### [Tasks and exercises]
#1 Decide whether each statement agrees with the tipping post: (a) the author applies the 20% tip to a bottle of wine they have bought; (b) a group of servers wants restaurants to add a standard 20% service fee to the check; (c) in a crowded bar, the author usually gives the server an extra $10. Answer yes or no for each and quote the deciding words.
#2 Output the passage of the tipping post from "I tend to go" up to and including "south of 20%.", unchanged.

### [Extracted text]
Tipping, Bribes and Wine
How much do you tip in a restaurant?
I tend to go wit a standard 20%. If the service is just south of par I give the server the benefit of the doubt and continue along with the 20%. If the service is really bad, I go south of 20%.
The interesting question is, do you apply that 20% to the wine you ordered. I never do, at least if it’s a bottle of wine I’ve bought. Part of the service I’m tipping for is for th waiter to bring me my meal, and the bottle of wine is part of my meal.
An interesting article appeared today in the SF Chronicle about a group of servers that has formed to convince restaurants to add a standard 20% service fee to the check. If this were done, would you also tip? I probably would not…unless the service were so stellar that it surprised me.
But here’s thing about tipping: There is a big difference between the tip you give at a restaurant and the tip you give in other circumstances. As the article in the SF Chronicle notes, "Tipping is about buying social approval." There is no question about this and the key is that the tip comes after the service has been rendered. In other words, the tip is actually a payment for service. The key to understanding the power of the tip is in understanding when it is offered.
Tips in advance of service rarely happen in a restaurant setting. It’s outside the restaurant setting when I really start to think about my tipping practices.
In other words, I’m thinking about the power of the
A pre-tip in my mind is an investment. You’re using it to let a service person know there there is good reason to pay attention to you. There are a number of situations in which
bribing pre-tipping is an excellent investment:
1. IN A CROWDED BAR WHERE YOU WILL BE FOR A WHILE
In this case you want to be sure that the server gets back to you on a regular basis. If the first round of drinks costs $20 and I know I’m going to want more rounds an the place is crowded, I’ll usually give the server an extra $10 and simply say, "will you check on us in a while?"

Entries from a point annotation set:
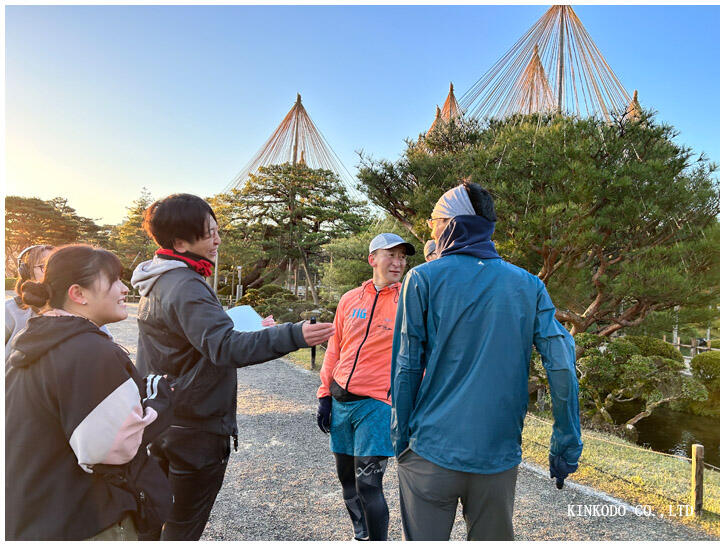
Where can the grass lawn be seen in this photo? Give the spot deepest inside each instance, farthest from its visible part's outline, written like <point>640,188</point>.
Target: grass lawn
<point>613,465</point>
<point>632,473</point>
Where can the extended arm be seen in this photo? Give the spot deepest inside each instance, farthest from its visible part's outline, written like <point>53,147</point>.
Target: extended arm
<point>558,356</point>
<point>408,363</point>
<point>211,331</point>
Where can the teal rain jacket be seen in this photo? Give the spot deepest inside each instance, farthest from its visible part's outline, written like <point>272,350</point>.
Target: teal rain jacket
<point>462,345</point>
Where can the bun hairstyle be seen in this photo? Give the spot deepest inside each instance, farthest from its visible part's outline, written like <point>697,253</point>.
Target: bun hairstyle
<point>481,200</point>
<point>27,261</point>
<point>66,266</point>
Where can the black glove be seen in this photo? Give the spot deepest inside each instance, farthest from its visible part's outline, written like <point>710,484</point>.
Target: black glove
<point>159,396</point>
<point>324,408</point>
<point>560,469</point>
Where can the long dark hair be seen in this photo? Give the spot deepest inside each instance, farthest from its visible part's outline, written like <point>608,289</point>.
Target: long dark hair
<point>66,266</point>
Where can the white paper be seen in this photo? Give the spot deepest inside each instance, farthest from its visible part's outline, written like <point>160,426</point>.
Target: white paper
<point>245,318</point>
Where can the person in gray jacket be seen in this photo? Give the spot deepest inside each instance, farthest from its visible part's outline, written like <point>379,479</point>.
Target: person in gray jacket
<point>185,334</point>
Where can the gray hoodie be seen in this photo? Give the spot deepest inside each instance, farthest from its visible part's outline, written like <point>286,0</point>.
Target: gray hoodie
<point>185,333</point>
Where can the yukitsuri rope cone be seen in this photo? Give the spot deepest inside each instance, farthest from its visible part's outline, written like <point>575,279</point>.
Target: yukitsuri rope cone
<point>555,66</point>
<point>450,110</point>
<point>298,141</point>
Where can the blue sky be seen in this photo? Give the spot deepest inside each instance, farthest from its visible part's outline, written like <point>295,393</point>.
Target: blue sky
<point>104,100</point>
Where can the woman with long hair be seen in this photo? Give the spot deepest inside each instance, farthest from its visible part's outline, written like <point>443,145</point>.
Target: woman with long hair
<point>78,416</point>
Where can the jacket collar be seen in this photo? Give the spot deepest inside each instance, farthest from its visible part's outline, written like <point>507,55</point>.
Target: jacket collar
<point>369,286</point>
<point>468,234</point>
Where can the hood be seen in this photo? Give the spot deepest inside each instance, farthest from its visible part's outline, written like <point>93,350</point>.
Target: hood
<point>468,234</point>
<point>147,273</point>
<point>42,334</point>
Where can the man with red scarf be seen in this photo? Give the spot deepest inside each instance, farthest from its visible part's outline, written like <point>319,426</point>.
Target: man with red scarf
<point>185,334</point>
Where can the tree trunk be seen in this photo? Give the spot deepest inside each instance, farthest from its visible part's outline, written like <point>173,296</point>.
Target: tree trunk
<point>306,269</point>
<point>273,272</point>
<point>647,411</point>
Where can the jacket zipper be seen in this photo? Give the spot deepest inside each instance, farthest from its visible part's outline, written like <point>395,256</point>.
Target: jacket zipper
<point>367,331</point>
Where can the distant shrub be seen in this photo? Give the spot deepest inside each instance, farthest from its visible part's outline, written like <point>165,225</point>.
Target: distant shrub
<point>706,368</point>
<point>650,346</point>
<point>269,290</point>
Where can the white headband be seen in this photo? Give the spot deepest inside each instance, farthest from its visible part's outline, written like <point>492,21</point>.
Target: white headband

### [Responses per task]
#1
(a) No: "I never do, at least if it’s a bottle of wine I’ve bought."
(b) Yes: "a group of servers that has formed to convince restaurants to add a standard 20% service fee to the check"
(c) Yes: "I’ll usually give the server an extra $10"

#2
I tend to go wit a standard 20%. If the service is just south of par I give the server the benefit of the doubt and continue along with the 20%. If the service is really bad, I go south of 20%.